PROMPT:
Decide whether each statement below agrees with the text on ankle bone shape that follows. Answer yes or no for each, and quote the words from the text that settle it.
1. The average female calcaneus was longer than the average male calcaneus.
2. The overall thickness of the tibial shaft accounted for more than half of the variability among distal tibias.
3. The differences between the average male and average female talus were greater than the uncertainty of the measurement system.

EXERCISE TEXT:
The average male distal tibia was larger overall than the average female distal tibia (average difference 0.94 ± 0.55 mm), with the differences concentrated in the most medial (∼0.8 mm) and lateral (∼1 mm) portions of the bone, whereas the female talus appeared slightly larger in the anterior-posterior (AP) dimensions (Figure 3A). The differences between the average male and the average female talus were, on average, less than the uncertainty of our measurement system (average difference 0.46 ± 0.33 mm) (Figure 3B). The average female calcaneus was longer (∼2 mm) and thinner (∼3 mm) than the average male calcaneus (average overall difference 1.06 ± 0.50 mm) (Figure 3C).

Figure 3. — Sex differences in ankle bone morphology. The average male tibia was larger than the average female tibia in the most medial and lateral portions of the bone. The average male and female talus were within a voxel size of each other (0.49 mm). The average female calcaneus was longer (∼2 mm) and thinner (∼3 mm) than the average male calcaneus. *White represents the accuracy of our 3D morphology measurement, ±0.63 mm.

Primary Shape Factors

The first 3 modes of variation among distal tibias were (1) the overall thickness of the tibial shaft (30.3% of the variability) (Figure 4), (2) the prominence of the anterolateral border of the distal tibia and medial malleolus (17.3% of the variability), and (3) the fibular notch depth and depth of the anterior articular surface of the medial malleolus (11.3% of the variability).

The first 3 modes of variation among talus bones were (1) the prominence of the posterior process, slope of the talar neck, and concavity of the talar dome (17.9% of the variability) (Figure 5); (2) the talar neck width and size of the lateral process, which varied along with the size of the anterior facet (14.2% of the variability); and (3) the depth of sulcus tali, which varied along with head and neck circumference (12.1% of the variability).

RAW DATA:
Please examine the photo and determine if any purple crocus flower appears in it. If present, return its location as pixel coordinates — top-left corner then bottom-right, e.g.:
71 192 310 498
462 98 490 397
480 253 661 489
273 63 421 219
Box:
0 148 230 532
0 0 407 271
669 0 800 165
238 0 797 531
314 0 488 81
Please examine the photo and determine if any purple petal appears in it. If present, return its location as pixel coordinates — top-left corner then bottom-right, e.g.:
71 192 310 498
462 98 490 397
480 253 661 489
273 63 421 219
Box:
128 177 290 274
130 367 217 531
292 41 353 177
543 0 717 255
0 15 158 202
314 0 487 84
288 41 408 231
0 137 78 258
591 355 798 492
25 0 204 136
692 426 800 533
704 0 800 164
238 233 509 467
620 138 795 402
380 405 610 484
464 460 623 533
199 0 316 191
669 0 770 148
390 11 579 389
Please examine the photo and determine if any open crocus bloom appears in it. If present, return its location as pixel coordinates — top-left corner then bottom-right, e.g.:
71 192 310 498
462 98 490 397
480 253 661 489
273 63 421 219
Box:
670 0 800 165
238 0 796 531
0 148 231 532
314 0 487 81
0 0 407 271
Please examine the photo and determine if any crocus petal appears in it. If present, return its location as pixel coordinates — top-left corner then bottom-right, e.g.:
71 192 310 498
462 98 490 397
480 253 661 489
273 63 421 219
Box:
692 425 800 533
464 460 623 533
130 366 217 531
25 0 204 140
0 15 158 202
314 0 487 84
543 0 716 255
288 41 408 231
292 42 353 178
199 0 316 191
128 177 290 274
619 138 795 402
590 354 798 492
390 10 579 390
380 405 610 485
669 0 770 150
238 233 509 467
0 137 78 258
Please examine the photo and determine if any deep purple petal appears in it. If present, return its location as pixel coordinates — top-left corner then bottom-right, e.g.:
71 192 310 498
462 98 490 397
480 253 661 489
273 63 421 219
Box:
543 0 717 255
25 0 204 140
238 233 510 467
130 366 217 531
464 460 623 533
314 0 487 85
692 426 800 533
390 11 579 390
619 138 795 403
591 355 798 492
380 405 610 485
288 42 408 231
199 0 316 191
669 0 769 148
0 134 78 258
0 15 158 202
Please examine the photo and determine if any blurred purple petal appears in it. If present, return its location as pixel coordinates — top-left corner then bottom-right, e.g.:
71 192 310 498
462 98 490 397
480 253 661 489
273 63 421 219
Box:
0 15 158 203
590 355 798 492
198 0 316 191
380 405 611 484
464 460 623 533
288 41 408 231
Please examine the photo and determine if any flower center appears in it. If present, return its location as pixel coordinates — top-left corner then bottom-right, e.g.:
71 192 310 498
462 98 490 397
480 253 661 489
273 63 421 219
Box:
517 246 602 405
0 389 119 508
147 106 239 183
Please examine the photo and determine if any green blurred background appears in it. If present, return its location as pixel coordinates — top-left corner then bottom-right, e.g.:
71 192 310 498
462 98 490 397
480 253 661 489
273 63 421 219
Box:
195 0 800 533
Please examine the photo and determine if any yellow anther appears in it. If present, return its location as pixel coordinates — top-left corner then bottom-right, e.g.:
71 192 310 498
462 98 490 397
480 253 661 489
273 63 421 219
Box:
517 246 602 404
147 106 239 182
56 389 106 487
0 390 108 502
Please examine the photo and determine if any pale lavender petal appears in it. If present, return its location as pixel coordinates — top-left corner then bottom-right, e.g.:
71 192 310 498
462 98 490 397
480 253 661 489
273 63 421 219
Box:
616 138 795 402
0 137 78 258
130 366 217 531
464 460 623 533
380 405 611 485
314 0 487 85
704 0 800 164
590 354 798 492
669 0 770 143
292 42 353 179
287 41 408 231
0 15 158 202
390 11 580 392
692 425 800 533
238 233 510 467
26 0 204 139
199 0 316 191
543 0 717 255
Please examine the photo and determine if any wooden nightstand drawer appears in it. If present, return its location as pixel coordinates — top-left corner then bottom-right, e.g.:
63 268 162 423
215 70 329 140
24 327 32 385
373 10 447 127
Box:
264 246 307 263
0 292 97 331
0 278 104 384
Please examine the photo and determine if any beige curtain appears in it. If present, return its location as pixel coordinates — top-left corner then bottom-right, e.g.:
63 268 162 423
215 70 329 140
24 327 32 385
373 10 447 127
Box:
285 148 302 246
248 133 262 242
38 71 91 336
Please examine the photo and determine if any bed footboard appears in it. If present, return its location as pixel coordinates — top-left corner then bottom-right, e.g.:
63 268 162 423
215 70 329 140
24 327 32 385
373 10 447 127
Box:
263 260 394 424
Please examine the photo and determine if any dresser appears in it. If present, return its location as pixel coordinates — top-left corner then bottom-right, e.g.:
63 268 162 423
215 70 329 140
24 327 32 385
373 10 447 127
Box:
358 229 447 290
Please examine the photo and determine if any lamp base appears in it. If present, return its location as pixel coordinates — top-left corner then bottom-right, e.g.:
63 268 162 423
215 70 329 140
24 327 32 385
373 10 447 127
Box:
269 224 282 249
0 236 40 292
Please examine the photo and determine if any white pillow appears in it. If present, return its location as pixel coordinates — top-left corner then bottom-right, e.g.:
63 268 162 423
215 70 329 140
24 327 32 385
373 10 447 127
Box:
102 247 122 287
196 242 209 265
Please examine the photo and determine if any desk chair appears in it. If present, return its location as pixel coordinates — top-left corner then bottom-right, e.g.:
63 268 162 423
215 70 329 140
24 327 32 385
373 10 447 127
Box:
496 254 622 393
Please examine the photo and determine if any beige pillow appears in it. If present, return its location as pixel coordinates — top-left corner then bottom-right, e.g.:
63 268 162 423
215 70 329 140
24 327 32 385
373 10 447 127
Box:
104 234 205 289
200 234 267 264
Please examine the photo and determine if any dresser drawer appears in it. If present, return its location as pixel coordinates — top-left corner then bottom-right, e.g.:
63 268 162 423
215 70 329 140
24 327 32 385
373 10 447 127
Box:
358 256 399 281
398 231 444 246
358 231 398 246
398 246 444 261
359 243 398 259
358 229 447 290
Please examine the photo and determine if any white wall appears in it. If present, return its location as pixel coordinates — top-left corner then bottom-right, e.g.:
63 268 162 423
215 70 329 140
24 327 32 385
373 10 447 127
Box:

RESULT BELOW:
1. Yes: "The average female calcaneus was longer (∼2 mm) and thinner (∼3 mm) than the average male calcaneus"
2. No: "the overall thickness of the tibial shaft (30.3% of the variability)"
3. No: "The differences between the average male and the average female talus were, on average, less than the uncertainty of our measurement system"